** START OF SELECTED TEXT **

Speed up --include with cache or similar?

I know there is --fast-list for Google Drive, but it’s still slower than I wish it was. I want a cache of sorts to make filtering almost instant. Right now it takes 10 minutes or more because the directory is so large. I have a bunch of installers with different builds, and I want it to download a specific build quickly without searching through the whole directory (searching through a cache of the directory tree instead).

Appreciate any help!

fast-list doesn’t work on a mount.

Sounds like a great use for the cache backend that already exists.

https://rclone.org/cache/

hi. I don’t need it for mount. I use it for --include, but it’s too slow. I want it to cache the file names, not the actual files. rclone copy --include * is used as a form of search as to what installer build to download. I was wondering if there’s a way to speed that up.

Example:

rclone.exe copy “Drive:/” “C:\Users\mel\Google Drive\Code\Pyjama\Downloads\test” -vv --progress --stats-one-line --include {27574} --ignore-case --fast-list --drive-acknowledge-abuse --transfers 10

Indexing this folder is too slow, any way to cache the index?

See post above and use the cache backend if you want to cache things.

ok, thanks. so cache might work for rclone copy --include?

It’s a remote so you’d use the cache remote instead, which ‘caches’ all the information.

thanks. I think I got cache to work now. but it’s still really slow using rclone copy with --include and --cache-db-path. it uses several minutes to find a build (installer). anything I am missing?

–checkers 1000000 really speeds things up, but it still takes more than 5 minutes. a google drive search for the same build number would take 1 second. rclone.exe is using 60% cpu so I’m not sure what else to increase.

Can you share more details as to what command you are running, the logs in debug of the output?

Here is a few seconds of the log (becomes too big):
https://drive.google.com/open?id=1adiY-CWlRSHbaA3mWAMEEupLVzcBNYtO

I basically download the cache first (it is created nightly using task scheduler on a different computer):
“C:\Users\mel\Google Drive\Code\Pyjama\Addons\Software\rclone\rclone.exe” copy “Drive:/Viz Mosart/Viz Mosart Project & Support/Installers/Cache” “C:\Users\mel\Google Drive\Code\Pyjama\Cache\DriveCache” -vv --progress --stats-one-line --transfers 5 --update --config “C:\Users\mel\Google Drive\Code\Pyjama\Addons\Software\rclone\rclone.conf”

I then search the case using rclone copy --include:
“C:\Users\mel\Google Drive\Code\Pyjama\Addons\Software\rclone\rclone.exe” copy “DriveCache:/” “C:\Users\mel\Google Drive\Code\Pyjama\Downloads\Drive” -vv --progress --stats-one-line --include {25022} --ignore-case --transfers 10 --checkers 1000000 --log-file “C:\Testlog.txt” --cache-db-path “C:\Users\mel\Google Drive\Code\Pyjama\Cache\DriveCache” --config “C:\Users\mel\Google Drive\Code\Pyjama\Addons\Software\rclone\rclone.conf”

But it takes too long for my use case (even with cache). There’s 1tb of installers. Cache file is about 250MB. It takes several hours to create.

Your chunk size is 1G which means each time is does anything, it has to transfer 1GB chunk. This should be something much smaller like 32M or 64M.

If you are using Google Drive, those settings are going to be pretty bad as you can only do 10 transactions per second and create roughly 3 files per second.

** END OF SELECTED TEXT **

• _OBJECTIVE 1_: Can you transcribe the stretch of the rclone caching thread from "See post above" through "I am missing?"?
• _OBJECTIVE 2_: How would you render this sentence from the rclone caching thread in Spanish: "Sounds like a great use for the cache backend that already exists."
• _OBJECTIVE 3_: Can you extend the rclone caching thread past its final post?

** START OF GIVEN DATA **

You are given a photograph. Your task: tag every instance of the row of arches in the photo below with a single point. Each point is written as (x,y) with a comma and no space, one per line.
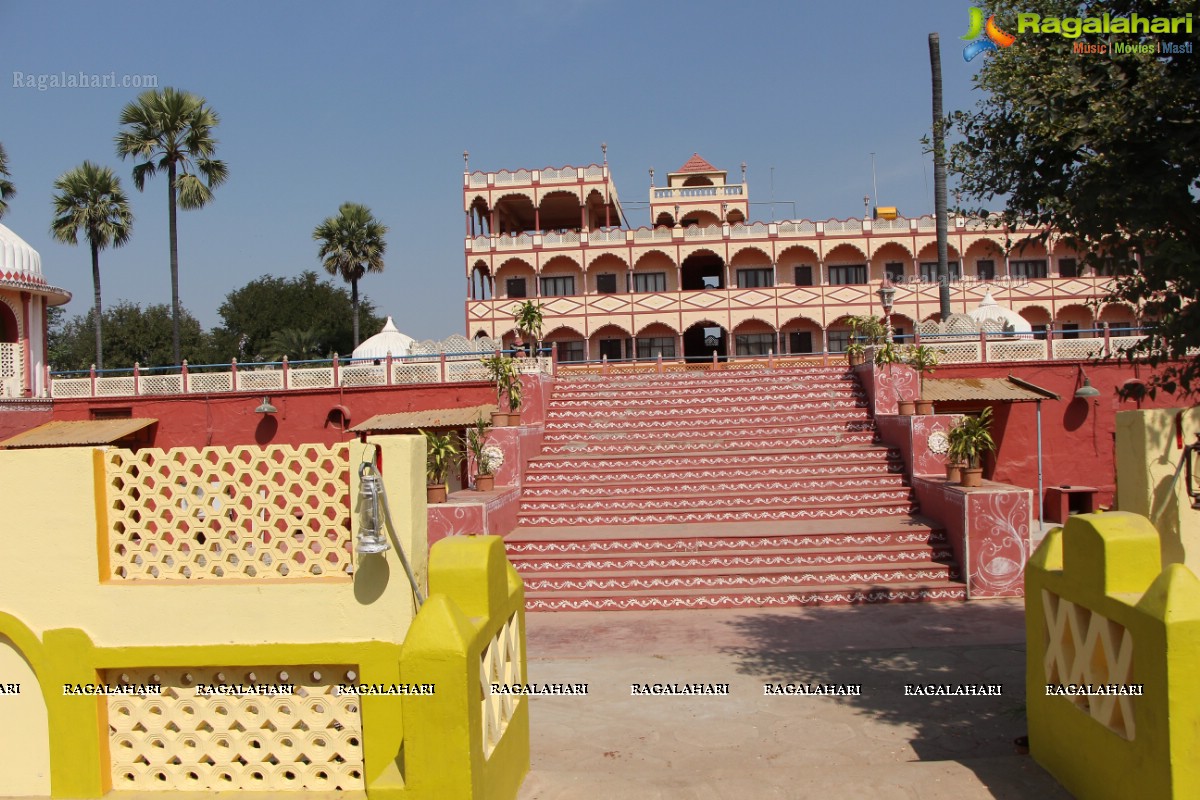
(561,209)
(798,336)
(753,266)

** END OF GIVEN DATA **

• _TASK OUTPUT 1_:
See post above and use the cache backend if you want to cache things.

ok, thanks. so cache might work for rclone copy --include?

It’s a remote so you’d use the cache remote instead, which ‘caches’ all the information.

thanks. I think I got cache to work now. but it’s still really slow using rclone copy with --include and --cache-db-path. it uses several minutes to find a build (installer). anything I am missing?

• _TASK OUTPUT 2_: Parece un gran uso para el backend de caché que ya existe.

• _TASK OUTPUT 3_:
You’d want to use --fast-list if you have memory for it as well as that would help and you need to ‘walk’ the remotes so you can get a full cache list built out.

I’d bump up the cache workers to 8 and make the transfers and checkers more realistic like 5 / 8.

Thanks. I don’t think --fast-list works for reading cache, only writing it. I could be wrong, but it seems very slow. I assume by workers you mean -cache-workers 8?

Download seems to get stuck, complete log: https://drive.google.com/open?id=1qTD0rYRETmOClKZf4pif9nxYxh2_Ik7N

It is still far to slow for my use case. Searching for an installer build number in google drive takes 1 second, this takes several minutes.

Fast-list is for listing, not writing:

https://rclone.org/drive/#fast-list

You seem to be one rev back as well on 1.45. I’d move to 1.46. Looking through the log, it still was building the cache. You probably want to prime / warm it up with a rclone ls cacheremote: and let that baby run until done.

Once you completes, run another rclone ls on the remote and lets see if the timing improves as it should. If not, we have a different issue before we jump back to your full command.

tried 1.46:

  • 1st server machine nightly uploads latest installers from different network shares to google drive using rclone copy drive:/ --fast-list
  • that same machine uses rclone ls cacheremote: --fast-list --cache-db-path “C:\cachedir” each night (this cache is connected to drive:/ remote)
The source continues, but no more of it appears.